(Stored data entries)
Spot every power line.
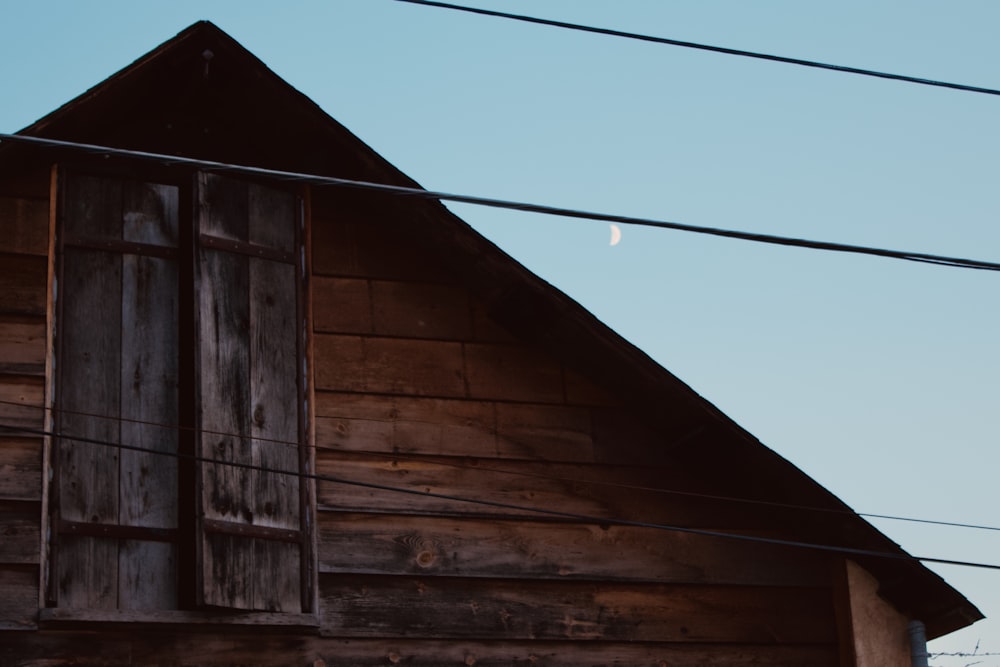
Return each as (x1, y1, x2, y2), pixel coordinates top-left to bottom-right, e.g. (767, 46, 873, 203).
(3, 398, 1000, 535)
(392, 0, 1000, 98)
(2, 421, 999, 571)
(2, 133, 999, 272)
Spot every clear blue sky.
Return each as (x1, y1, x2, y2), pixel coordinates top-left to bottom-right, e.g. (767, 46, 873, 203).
(2, 1, 998, 662)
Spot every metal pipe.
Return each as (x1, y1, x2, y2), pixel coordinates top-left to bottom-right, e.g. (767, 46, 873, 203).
(908, 620, 929, 667)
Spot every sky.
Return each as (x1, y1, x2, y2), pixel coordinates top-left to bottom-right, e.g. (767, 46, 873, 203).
(2, 1, 998, 662)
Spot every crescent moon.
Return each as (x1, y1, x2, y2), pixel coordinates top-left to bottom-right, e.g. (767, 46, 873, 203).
(609, 224, 622, 246)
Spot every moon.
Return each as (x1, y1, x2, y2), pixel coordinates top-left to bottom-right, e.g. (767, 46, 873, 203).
(609, 224, 622, 246)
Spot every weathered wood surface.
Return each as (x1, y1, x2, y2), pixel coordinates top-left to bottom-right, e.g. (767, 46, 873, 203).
(313, 276, 473, 341)
(0, 565, 38, 630)
(0, 378, 44, 432)
(317, 511, 832, 587)
(315, 334, 466, 397)
(312, 215, 453, 282)
(839, 559, 912, 667)
(0, 500, 41, 564)
(0, 634, 836, 665)
(315, 451, 786, 530)
(462, 342, 564, 404)
(0, 437, 41, 500)
(319, 574, 836, 643)
(0, 254, 47, 316)
(0, 317, 46, 375)
(0, 196, 48, 256)
(198, 174, 302, 612)
(57, 243, 121, 609)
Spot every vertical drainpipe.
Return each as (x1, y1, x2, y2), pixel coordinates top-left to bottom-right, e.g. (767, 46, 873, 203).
(908, 620, 929, 667)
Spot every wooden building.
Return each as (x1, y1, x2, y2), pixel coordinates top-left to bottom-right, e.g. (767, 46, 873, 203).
(0, 21, 982, 666)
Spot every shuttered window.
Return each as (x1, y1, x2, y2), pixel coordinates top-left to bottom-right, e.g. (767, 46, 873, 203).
(51, 169, 312, 615)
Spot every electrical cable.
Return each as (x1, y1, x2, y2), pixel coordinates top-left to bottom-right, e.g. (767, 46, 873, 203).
(391, 0, 1000, 98)
(1, 133, 999, 272)
(2, 396, 999, 533)
(2, 421, 999, 571)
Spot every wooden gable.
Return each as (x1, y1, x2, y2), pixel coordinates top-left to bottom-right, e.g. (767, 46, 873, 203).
(0, 19, 982, 666)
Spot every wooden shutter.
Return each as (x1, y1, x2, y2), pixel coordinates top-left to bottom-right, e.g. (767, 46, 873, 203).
(55, 172, 180, 609)
(195, 173, 304, 612)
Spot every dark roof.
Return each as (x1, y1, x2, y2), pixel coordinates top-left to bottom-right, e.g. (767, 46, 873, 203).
(4, 20, 983, 638)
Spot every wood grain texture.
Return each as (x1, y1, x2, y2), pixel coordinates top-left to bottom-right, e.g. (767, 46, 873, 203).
(318, 574, 836, 643)
(0, 500, 41, 564)
(0, 565, 38, 630)
(119, 254, 178, 531)
(314, 334, 466, 397)
(312, 277, 372, 334)
(317, 512, 831, 587)
(249, 256, 301, 612)
(0, 318, 46, 375)
(463, 343, 564, 403)
(198, 247, 252, 525)
(311, 215, 453, 282)
(58, 245, 122, 521)
(370, 280, 472, 340)
(0, 437, 42, 500)
(0, 634, 838, 666)
(314, 391, 497, 458)
(56, 535, 117, 609)
(0, 254, 47, 316)
(0, 197, 48, 256)
(0, 377, 44, 432)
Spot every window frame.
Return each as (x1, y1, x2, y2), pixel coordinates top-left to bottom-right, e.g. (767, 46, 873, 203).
(43, 162, 316, 619)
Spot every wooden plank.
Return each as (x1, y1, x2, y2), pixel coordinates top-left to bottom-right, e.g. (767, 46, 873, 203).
(56, 535, 118, 609)
(198, 172, 248, 241)
(563, 367, 620, 407)
(0, 317, 46, 375)
(319, 574, 836, 643)
(249, 255, 300, 612)
(314, 334, 466, 397)
(198, 247, 252, 524)
(463, 342, 564, 403)
(57, 248, 121, 522)
(317, 512, 832, 587)
(311, 215, 453, 282)
(0, 254, 47, 316)
(470, 300, 517, 343)
(312, 276, 373, 334)
(119, 255, 178, 530)
(0, 565, 38, 630)
(0, 634, 837, 666)
(0, 500, 41, 564)
(198, 245, 252, 609)
(118, 541, 177, 610)
(248, 181, 295, 252)
(839, 559, 912, 667)
(314, 451, 791, 530)
(370, 280, 472, 340)
(0, 375, 44, 432)
(62, 173, 121, 241)
(495, 402, 592, 462)
(314, 391, 498, 458)
(122, 181, 179, 248)
(57, 245, 121, 609)
(249, 257, 299, 530)
(0, 437, 42, 500)
(0, 196, 48, 256)
(117, 181, 180, 611)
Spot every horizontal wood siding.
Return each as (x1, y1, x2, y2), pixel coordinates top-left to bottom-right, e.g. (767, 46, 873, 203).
(307, 207, 840, 657)
(0, 194, 47, 633)
(0, 634, 837, 665)
(0, 566, 38, 630)
(318, 575, 836, 643)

■ AIM OF THE TASK
Show all lines from the data that contain "wooden".

■ EXERCISE OUTPUT
Spot every wooden building.
Spot every wooden gable.
Spot every wooden shutter.
Spot every wooden plank.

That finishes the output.